### Consigne A
D'après l'extrait présenté, les affirmations suivantes sont-elles exactes ? Répondez à chacune par oui ou non, en citant textuellement les mots décisifs : (i) le premier travail d'extraction a duré cinq ans ; (ii) les lettres à Mme Denis concordaient avec les autres lettres de même date ; (iii) une soixantaine de lettres ont été retirées de la correspondance prussienne.

### Extrait présenté

R : Il m'a fallu cinq ans, au départ, pour la première opération intellectuelle et savante qui a consisté à extraire de la correspondance prussienne une quarantaine d'éléments qui s'y trouvaient par erreur ou par défaut -et ceci depuis très longtemps, depuis l'édition de Kehl. Ces quarante lettres de Voltaire à Mme Denis se trouvaient là d'une façon totalement anormale : en les lisant, en travaillant presque jour par jour l'événementiel de la période prussienne, je tombais sans arrêt sur des résistances qui ne venaient que d'une série de lettres qui étaient précisément celles-là. Les informations qu'elles contenaient n'étaient pas compatibles avec d'autres, même recoupées. On trouvait des anomalies classiques du type de l'anachronisme ou du métachronisme, des lacunes (des choses auraient dû se trouver dans ces lettres qui ne s'y trouvaient pas), des incohérences (toute la courbe affective du séjour de Voltaire en Prusse se trouvait en particulier, dans cette série de quarante lettres à Mme Denis, totalement différente de ce qu'elle était dans les autres lettres adressées par Voltaire à d'autres correspondants). Ce qui apparaissait de plus en plus clairement -mais au fond, j'y résistais- à mesure que le travail avançait, c'est que les quarante lettres à Mme Denis étaient éclairées par l'échec du séjour en Prusse. Et alors que chacune, à sa date, aurait dû concorder avec d'autres lettres de même date ou de date voisine, elles ne concordaient pas. Au fond, peu à peu s'est imposé le constat -inacceptable, mais qu'il fallait bien, à la fin, à force d'arguments, accepter- qu'on avait là, sans les avoir vues jusqu'à présent, toutes les données d'une reconstruction épistolaire du séjour en Prusse. Des rétrolettres, si l'on peut dire, des lettres rétrospectives placées chacune à une date fictive, mais écrites en bloc, ensemble, postérieurement, après l'échec du séjour en Prusse.

### Données de l'exercice
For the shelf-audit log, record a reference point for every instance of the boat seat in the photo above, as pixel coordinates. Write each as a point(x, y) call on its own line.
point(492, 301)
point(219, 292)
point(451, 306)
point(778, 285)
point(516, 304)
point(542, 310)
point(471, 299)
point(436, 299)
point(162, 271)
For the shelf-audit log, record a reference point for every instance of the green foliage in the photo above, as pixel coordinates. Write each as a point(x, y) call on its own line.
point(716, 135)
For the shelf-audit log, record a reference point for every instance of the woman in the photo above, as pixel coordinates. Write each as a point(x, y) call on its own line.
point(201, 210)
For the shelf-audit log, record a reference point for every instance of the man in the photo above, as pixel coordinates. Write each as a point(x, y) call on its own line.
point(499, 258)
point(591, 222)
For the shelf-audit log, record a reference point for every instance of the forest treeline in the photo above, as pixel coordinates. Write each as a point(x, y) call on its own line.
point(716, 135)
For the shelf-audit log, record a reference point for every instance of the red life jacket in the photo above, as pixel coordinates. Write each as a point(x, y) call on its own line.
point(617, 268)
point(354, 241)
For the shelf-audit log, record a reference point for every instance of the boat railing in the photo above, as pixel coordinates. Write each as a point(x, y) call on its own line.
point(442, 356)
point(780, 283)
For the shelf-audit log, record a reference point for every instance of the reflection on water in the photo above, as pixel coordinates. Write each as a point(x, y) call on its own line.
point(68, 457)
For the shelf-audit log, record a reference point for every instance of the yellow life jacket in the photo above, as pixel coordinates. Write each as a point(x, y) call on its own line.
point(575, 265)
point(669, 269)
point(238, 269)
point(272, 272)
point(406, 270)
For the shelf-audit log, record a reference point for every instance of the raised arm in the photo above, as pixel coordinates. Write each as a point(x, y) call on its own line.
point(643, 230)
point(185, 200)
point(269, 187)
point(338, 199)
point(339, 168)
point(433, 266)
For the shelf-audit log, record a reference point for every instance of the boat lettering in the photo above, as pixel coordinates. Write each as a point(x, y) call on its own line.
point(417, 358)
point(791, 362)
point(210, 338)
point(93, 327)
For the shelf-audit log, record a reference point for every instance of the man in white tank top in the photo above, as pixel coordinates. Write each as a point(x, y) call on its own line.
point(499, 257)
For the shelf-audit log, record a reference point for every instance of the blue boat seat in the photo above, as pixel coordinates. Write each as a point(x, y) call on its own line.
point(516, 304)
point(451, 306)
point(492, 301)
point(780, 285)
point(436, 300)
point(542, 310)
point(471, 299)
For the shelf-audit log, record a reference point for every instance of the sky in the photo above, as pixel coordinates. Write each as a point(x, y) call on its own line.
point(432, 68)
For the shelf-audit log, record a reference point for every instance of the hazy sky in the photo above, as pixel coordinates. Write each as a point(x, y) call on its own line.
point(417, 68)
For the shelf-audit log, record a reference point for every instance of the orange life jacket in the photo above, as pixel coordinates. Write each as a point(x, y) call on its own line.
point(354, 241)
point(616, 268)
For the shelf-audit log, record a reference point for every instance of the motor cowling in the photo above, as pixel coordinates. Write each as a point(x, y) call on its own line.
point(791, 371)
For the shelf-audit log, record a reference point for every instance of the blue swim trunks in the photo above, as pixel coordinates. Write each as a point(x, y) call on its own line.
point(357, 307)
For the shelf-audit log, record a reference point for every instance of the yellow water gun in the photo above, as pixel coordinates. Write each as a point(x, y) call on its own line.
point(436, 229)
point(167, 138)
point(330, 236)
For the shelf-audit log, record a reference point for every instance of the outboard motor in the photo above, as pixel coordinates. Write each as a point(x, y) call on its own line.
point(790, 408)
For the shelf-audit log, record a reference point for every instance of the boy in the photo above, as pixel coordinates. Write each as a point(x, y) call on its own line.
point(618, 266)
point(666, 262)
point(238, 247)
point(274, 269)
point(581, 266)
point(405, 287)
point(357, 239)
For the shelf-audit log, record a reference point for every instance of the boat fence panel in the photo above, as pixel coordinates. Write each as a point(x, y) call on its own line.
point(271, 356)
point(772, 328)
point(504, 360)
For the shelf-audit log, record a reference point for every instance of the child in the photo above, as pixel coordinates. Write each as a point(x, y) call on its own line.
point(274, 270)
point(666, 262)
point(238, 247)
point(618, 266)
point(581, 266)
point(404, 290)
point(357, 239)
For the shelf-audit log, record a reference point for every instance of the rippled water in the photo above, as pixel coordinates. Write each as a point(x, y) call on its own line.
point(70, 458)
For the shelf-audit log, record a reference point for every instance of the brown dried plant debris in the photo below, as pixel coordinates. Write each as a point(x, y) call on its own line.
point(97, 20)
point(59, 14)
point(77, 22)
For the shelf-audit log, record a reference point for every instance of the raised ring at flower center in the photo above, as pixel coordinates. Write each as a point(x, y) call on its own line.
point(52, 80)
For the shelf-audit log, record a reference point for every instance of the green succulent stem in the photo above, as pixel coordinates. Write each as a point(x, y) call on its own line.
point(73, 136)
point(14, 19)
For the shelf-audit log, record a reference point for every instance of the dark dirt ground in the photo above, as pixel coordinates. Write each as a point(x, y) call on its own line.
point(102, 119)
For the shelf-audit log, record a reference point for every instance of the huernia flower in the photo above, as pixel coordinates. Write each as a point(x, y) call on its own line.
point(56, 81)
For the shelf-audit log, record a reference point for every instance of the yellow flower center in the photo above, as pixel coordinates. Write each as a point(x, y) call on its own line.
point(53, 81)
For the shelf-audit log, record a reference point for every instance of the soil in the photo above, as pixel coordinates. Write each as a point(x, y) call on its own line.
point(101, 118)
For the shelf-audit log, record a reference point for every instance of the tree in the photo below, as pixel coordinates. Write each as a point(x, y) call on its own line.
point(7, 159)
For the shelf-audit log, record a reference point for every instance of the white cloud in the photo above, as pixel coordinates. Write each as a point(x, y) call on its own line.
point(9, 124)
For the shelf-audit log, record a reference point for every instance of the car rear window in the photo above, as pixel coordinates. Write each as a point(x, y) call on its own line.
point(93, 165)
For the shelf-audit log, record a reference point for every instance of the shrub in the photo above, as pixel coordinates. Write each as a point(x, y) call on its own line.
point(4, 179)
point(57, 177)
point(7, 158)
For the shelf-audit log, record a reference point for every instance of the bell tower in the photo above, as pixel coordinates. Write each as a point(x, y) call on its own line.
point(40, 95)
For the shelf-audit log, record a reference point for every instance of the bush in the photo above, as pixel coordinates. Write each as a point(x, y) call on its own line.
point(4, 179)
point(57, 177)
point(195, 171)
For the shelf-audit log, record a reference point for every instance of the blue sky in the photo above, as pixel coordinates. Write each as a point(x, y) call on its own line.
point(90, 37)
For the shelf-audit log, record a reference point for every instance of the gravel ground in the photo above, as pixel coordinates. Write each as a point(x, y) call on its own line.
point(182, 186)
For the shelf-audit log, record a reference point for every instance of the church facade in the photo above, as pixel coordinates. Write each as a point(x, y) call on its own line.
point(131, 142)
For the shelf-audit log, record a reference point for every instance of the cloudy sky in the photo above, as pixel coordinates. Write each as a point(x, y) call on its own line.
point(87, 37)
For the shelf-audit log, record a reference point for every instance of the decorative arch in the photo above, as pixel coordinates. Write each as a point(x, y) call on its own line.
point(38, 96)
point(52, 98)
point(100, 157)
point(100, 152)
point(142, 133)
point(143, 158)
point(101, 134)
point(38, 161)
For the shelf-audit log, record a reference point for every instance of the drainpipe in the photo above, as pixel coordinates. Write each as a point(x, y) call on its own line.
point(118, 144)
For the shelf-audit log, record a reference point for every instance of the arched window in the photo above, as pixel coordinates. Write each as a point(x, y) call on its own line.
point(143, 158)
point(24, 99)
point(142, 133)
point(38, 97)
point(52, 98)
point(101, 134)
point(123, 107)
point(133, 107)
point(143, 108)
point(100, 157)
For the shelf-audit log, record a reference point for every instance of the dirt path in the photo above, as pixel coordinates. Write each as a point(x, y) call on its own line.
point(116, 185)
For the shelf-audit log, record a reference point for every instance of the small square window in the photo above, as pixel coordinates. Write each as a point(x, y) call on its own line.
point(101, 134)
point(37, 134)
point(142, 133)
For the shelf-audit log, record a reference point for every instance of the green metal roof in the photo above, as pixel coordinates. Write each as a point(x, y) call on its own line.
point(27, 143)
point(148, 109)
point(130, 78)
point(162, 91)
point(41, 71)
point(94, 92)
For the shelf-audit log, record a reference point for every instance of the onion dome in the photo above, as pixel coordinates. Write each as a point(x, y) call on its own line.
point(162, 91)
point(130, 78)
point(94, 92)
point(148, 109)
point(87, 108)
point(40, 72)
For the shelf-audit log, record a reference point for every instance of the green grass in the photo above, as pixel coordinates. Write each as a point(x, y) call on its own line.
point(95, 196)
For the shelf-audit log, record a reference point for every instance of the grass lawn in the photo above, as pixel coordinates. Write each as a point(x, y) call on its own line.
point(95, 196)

### Consigne B
Reproduisez sans aucune modification les lignes de données, depuis la toute première jusqu'à celle qui contient « point(780, 283) », cette dernière incluse.

### Corrigé A
(i) Oui : « Il m'a fallu cinq ans, au départ, pour la première opération intellectuelle et savante »
(ii) Non : « elles ne concordaient pas »
(iii) Non : « extraire de la correspondance prussienne une quarantaine d'éléments »

### Corrigé B
For the shelf-audit log, record a reference point for every instance of the boat seat in the photo above, as pixel coordinates. Write each as a point(x, y) call on its own line.
point(492, 301)
point(219, 292)
point(451, 306)
point(778, 285)
point(516, 304)
point(542, 310)
point(471, 299)
point(436, 299)
point(162, 271)
For the shelf-audit log, record a reference point for every instance of the green foliage in the photo above, as pixel coordinates. Write each as a point(x, y) call on its own line.
point(716, 135)
For the shelf-audit log, record a reference point for every instance of the woman in the photo above, as pixel coordinates. Write each as a point(x, y) call on its own line.
point(201, 210)
For the shelf-audit log, record a reference point for every instance of the man in the photo above, as pixel coordinates. Write each as a point(x, y) call on its own line.
point(499, 258)
point(591, 222)
For the shelf-audit log, record a reference point for every instance of the forest treeline in the photo above, as pixel coordinates. Write each as a point(x, y) call on its own line.
point(716, 135)
For the shelf-audit log, record a reference point for every instance of the red life jacket in the photo above, as pixel coordinates. Write each as a point(x, y) call on its own line.
point(617, 268)
point(354, 241)
For the shelf-audit log, record a reference point for every instance of the boat railing in the photo above, as pixel coordinates. Write each as a point(x, y) call on its own line.
point(442, 356)
point(780, 283)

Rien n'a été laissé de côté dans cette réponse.